* **YOUR GOAL**
Make an exact copy, without pictures, of the lines below from the one containing "Exercise. Tag every instance of the dense" to the last line, both ends included.

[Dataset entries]
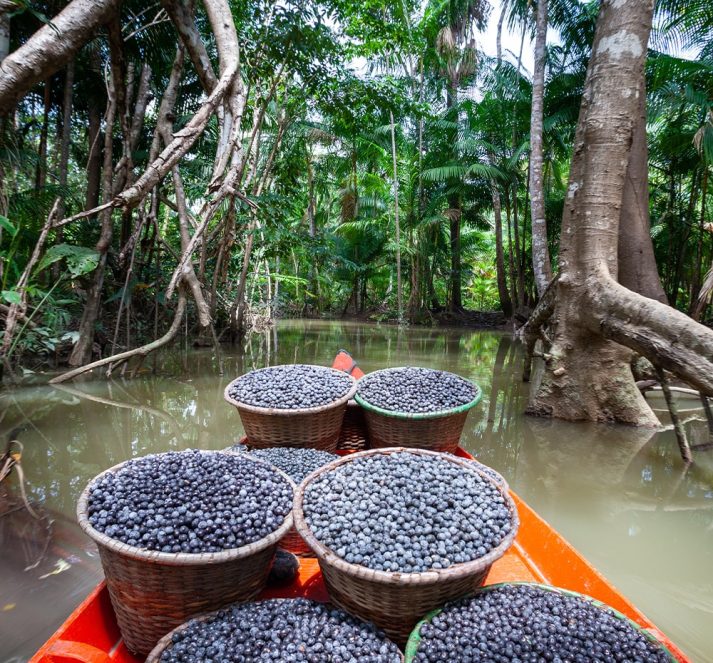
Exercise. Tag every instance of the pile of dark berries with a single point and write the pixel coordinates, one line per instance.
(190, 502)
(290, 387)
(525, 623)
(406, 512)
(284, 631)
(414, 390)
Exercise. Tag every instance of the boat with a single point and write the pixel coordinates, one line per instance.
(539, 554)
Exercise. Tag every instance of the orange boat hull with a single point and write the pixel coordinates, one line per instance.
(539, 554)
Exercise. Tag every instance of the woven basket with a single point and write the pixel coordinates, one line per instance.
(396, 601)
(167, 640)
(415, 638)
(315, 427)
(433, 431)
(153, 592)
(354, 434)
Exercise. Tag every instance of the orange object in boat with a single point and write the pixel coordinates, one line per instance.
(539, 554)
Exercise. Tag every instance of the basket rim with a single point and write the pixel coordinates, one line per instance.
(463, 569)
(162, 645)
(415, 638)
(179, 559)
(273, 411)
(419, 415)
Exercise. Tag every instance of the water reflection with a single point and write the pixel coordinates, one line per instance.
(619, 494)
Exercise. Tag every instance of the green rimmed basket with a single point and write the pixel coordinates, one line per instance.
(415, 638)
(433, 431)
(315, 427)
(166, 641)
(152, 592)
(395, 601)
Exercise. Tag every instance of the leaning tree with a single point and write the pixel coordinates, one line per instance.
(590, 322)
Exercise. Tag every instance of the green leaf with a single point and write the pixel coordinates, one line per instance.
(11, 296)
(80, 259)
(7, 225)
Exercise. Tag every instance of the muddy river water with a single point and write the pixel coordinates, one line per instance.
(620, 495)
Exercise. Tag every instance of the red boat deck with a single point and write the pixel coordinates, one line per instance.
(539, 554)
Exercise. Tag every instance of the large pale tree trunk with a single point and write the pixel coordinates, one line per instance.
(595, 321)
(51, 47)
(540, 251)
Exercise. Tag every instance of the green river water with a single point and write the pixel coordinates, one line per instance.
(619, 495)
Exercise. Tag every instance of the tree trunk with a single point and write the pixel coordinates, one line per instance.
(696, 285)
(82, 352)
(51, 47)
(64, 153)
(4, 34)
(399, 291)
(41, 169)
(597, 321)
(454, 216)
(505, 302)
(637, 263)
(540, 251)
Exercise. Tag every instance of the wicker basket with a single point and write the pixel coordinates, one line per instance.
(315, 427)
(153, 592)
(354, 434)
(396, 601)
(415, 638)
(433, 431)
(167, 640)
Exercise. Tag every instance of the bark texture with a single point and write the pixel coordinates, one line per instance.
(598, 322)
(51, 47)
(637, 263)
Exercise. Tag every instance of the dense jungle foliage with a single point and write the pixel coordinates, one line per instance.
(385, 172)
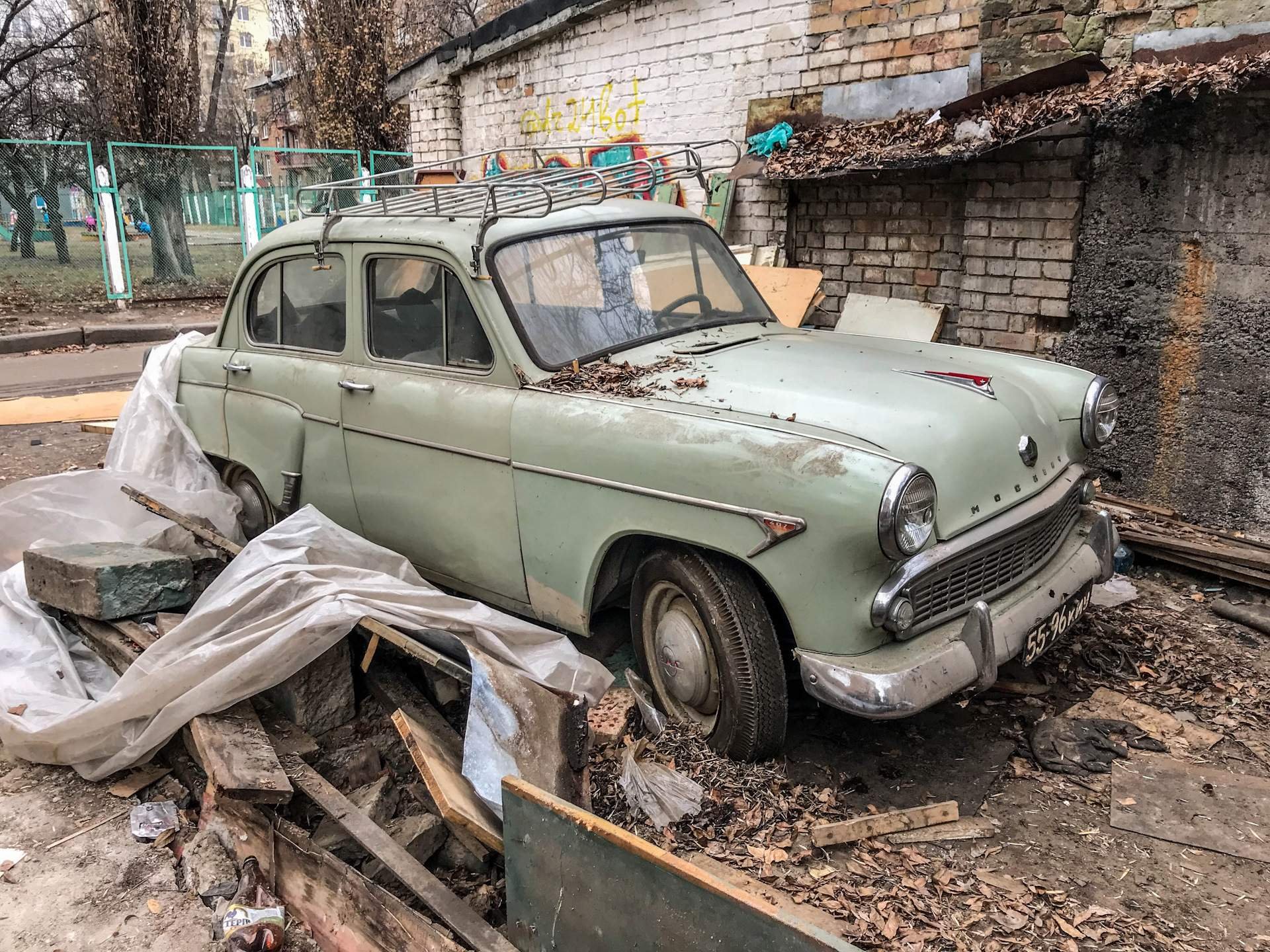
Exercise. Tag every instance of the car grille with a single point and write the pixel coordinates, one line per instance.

* **RESPONSE TO THE TASK**
Exercise. Tag every instance of the dense jungle foliage with a single point and write the pixel coordinates, one line per instance.
(385, 172)
Exercise. Tag every instance of the car grille with a single point and write the pixel coordinates, one line per instance.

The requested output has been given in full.